CONSIGNE
Reprenez le passage de l'article sur la guerre en Ukraine et la faim qui va de « Alors que la » jusqu'à « dans le monde. », en renommant « FIDA » en « IFAD ».

ARTICLE
<<<<
Alors que la guerre continue de faire rage en Ukraine, les effets de la hausse des prix alimentaires et des pénuries de cultures de base sont déjà perceptibles au Proche-Orient et en Afrique du Nord et gagnent les pays les plus vulnérables du monde, notamment ceux de la Corne de l’Afrique, exposant particulièrement les personnes les plus pauvres.
Cette mise en garde du Fonds international de développement agricole (FIDA), un organisme des Nations Unies, survient dans un contexte d’inquiétudes croissantes exprimées par la communauté internationale quant aux effets du conflit sur la faim et la pauvreté dans le monde.
Un tiers environ des exportations mondiales de blé proviennent de la Russie et de l’Ukraine. Le Moyen-Orient et l’Afrique importent plus de la moitié de leurs céréales de ces deux pays et sont déjà aux prises avec des problèmes de famine. Toute nouvelle pénurie alimentaire ou hausse des prix risque de faire basculer des millions de personnes supplémentaires dans la pauvreté.
La Russie est par ailleurs le premier pays producteur d’engrais au monde. Même avant que le conflit n’éclate, la flambée des prix des engrais a contribué l’an dernier à une hausse des prix alimentaires d’environ 30%. Le FIDA a analysé l’effet qu’aura la guerre sur les petits producteurs et les communautés rurales souffrant déjà de la pauvreté.
>>>>
DONNÉES FOURNIES
<<<<
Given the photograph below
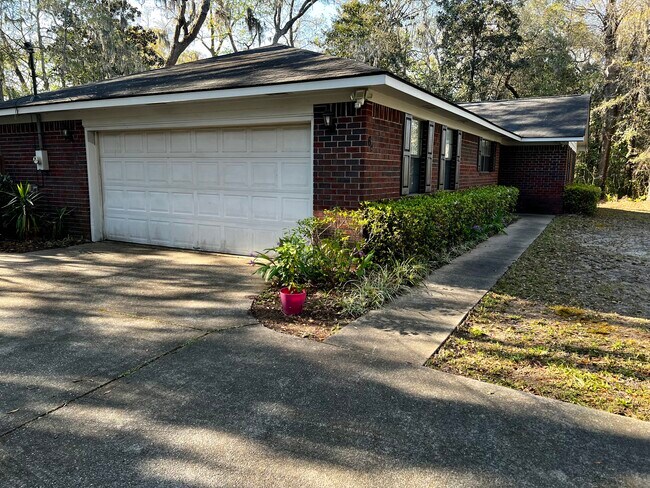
>>>>
RÉPONSE
Alors que la guerre continue de faire rage en Ukraine, les effets de la hausse des prix alimentaires et des pénuries de cultures de base sont déjà perceptibles au Proche-Orient et en Afrique du Nord et gagnent les pays les plus vulnérables du monde, notamment ceux de la Corne de l’Afrique, exposant particulièrement les personnes les plus pauvres.
Cette mise en garde du Fonds international de développement agricole (IFAD), un organisme des Nations Unies, survient dans un contexte d’inquiétudes croissantes exprimées par la communauté internationale quant aux effets du conflit sur la faim et la pauvreté dans le monde.